_Your goal_: Your task is to copy every line below that contains the word "roof".

"""

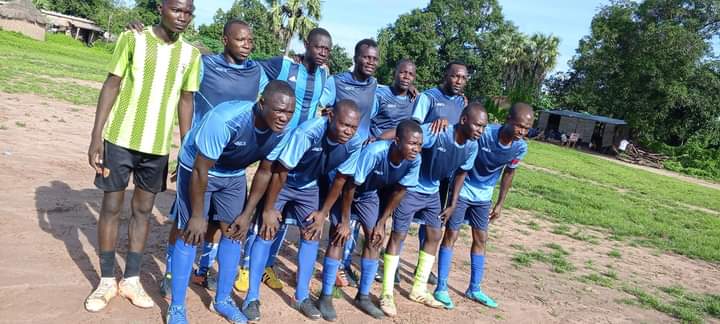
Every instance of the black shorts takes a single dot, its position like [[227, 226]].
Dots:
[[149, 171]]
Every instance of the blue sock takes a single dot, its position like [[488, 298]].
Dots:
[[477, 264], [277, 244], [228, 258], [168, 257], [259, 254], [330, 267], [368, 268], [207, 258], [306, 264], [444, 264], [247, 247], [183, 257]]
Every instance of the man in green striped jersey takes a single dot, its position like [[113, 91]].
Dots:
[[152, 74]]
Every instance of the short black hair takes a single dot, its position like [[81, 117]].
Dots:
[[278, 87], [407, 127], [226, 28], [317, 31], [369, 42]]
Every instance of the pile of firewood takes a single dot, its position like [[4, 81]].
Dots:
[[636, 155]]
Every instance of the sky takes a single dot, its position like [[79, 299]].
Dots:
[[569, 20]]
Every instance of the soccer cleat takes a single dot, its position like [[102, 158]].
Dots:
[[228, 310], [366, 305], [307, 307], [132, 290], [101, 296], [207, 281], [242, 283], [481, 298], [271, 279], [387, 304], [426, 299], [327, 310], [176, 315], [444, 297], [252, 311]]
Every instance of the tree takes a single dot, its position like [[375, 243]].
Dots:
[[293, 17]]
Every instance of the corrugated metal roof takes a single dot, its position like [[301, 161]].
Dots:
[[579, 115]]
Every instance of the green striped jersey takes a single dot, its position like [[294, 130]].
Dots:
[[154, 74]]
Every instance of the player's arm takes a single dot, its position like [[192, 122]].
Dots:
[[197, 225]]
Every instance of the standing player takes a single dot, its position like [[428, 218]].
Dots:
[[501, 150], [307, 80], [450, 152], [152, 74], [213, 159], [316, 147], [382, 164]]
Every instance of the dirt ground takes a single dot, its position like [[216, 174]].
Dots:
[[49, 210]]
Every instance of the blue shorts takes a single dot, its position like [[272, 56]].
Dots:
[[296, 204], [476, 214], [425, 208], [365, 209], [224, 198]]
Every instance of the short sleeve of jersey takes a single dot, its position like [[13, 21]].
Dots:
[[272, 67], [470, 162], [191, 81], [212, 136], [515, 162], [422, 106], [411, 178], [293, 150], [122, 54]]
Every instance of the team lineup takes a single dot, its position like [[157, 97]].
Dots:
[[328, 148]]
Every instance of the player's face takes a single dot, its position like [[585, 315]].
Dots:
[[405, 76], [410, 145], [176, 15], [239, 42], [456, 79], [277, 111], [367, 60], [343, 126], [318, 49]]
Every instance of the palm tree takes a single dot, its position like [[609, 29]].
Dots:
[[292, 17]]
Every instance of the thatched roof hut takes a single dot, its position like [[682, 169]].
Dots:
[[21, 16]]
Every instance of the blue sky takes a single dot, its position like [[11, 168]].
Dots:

"""

_Solved exercise_:
Every instance of the corrugated metal roof takes a single dot, its position like [[301, 161]].
Every instance of the thatched roof hut takes a single dot, its position like [[682, 169]].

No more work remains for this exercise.